*YOUR TASKS:*
1. For each statement (a), (b), (c), say whether it agrees with the text on extrajudicial killing. Answer yes or no and quote the words of the text that decide it.
(a) Morris Tidball-Binz was appointed Special Rapporteur in 2021.
(b) The death toll in Argentina is put at no more than eleven thousand people.
(c) Democracies do not carry out extrajudicial killings.
2. Please pick up the text on extrajudicial killing after its final sentence and carry it forward.

*EXTRACT:*
══════
Think of it as the opposite of due process. In a functioning legal system, even people accused of terrible crimes get their day in court. A prosecutor presents evidence. A defense attorney challenges it. A judge or jury weighs the facts. Only then, after all those safeguards, can the state take someone's life through capital punishment—in countries that allow it.
An extrajudicial killing skips all of that. Someone in authority decides you should die, and you die.
The term most commonly applies to governments targeting specific individuals: political dissidents, labor organizers, journalists, religious figures, human rights workers. Authoritarian regimes are the obvious culprits. But as we'll see, democracies engage in the practice too, sometimes openly.
What makes this different from, say, a police officer shooting someone in self-defense during a genuine confrontation? Or soldiers killing enemy combatants on a battlefield? Intent and context. A cop defending themselves from an armed attacker isn't carrying out a targeted assassination. A soldier fighting in a declared war zone operates under different rules—the laws of armed conflict rather than civilian law.
The line gets blurry, though. It gets very blurry indeed.
The International Framework That's Supposed to Prevent This
The Geneva Conventions, signed in the aftermath of World War Two's horrors, tried to establish clear rules. Article 3 of the First Geneva Convention is explicit: you cannot execute anyone without first holding a trial before a properly constituted court. Everyone involved in that trial must receive "all commonly recognized judicial guarantees."
This wasn't controversial when it was written. The whole point was to distinguish civilized nations from regimes that murdered people arbitrarily. The Nazis had done exactly that—executing prisoners, political opponents, and entire populations without any pretense of legal process. "Never again" meant, among other things, that governments would be bound by law even when dealing with their worst enemies.
The United Nations takes this seriously. There's a Special Rapporteur—currently Morris Tidball-Binz, appointed in 2021—whose entire job is monitoring extrajudicial, summary, and arbitrary executions around the world. Major human rights organizations like Amnesty International and Human Rights Watch campaign against extrajudicial killings. The Human Rights Measurement Initiative even surveys experts to score countries on how well they protect their citizens from being murdered by their own governments.
The infrastructure of international law exists. The question is whether it matters.
The Dirty Wars of South America
To understand extrajudicial killing at its most systematic, look at Argentina between 1976 and 1983.
The military junta that seized power called its campaign the National Reorganization Process. In practice, it was a program of state terror. Anyone suspected of opposing the regime—or associating with someone who opposed the regime—could be made to disappear.
The death toll estimates range from eleven thousand to fifteen thousand people. The victims included intellectuals, labor leaders, priests and nuns, reporters, politicians, artists. Their relatives. Their friends. Anyone connected to anyone who made the generals nervous.
══════
*DATA BLOCK:*
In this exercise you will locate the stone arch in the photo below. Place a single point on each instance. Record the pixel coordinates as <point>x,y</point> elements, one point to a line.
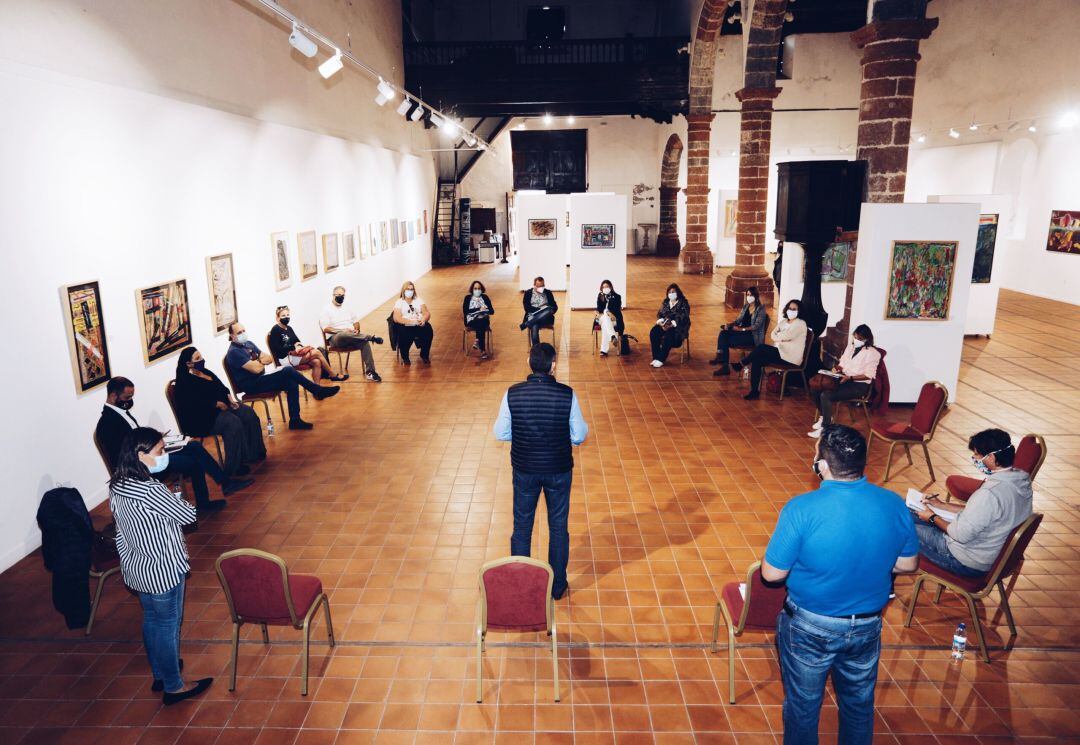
══════
*ANSWERS BELOW:*
1.
(a) Yes: "currently Morris Tidball-Binz, appointed in 2021"
(b) No: "The death toll estimates range from eleven thousand to fifteen thousand people."
(c) No: "democracies engage in the practice too, sometimes openly."

2.
Half of these killings reportedly originated from a single detention center in Buenos Aires: the Navy Mechanics School, known by its Spanish acronym ESMA. It functioned as a torture facility and death factory, processing thousands of victims. Many were drugged and thrown from aircraft into the sea—the so-called "death flights" that left no bodies to find, no graves to visit.
Argentinians called it the Dirty War. The name stuck, spreading to similar campaigns elsewhere.
Chile's version began earlier. When General Augusto Pinochet overthrew the democratically elected government of Salvador Allende in 1973, he moved immediately to consolidate power through violence. More than three thousand supporters of the previous government were killed without trial in the coup's aftermath. Torture became routine.
Pinochet created the Directorate of National Intelligence, known by its Spanish initials DINA, as his secret police. Under Manuel Contreras, DINA carried out assassinations not just in Chile but across the world. They killed former Chilean diplomat Orlando Letelier with a car bomb in Washington, D.C.—just blocks from the White House—in 1976.
These regimes didn't operate in isolation. Operation Condor coordinated repression across the right-wing dictatorships of the Southern Cone: Argentina, Chile, Brazil, Paraguay, Uruguay, Bolivia. They shared intelligence, tracked dissidents across borders, helped each other kill.
And behind them, often, stood the United States Central Intelligence Agency.
America's Complicated Role
The CIA's involvement in Latin American atrocities remains partially documented and deeply uncomfortable. The agency helped create DINA. Manuel Contreras, the man responsible for countless disappearances and the Letelier assassination, was on the CIA payroll. American dollars flowed to regimes that were murdering their own citizens.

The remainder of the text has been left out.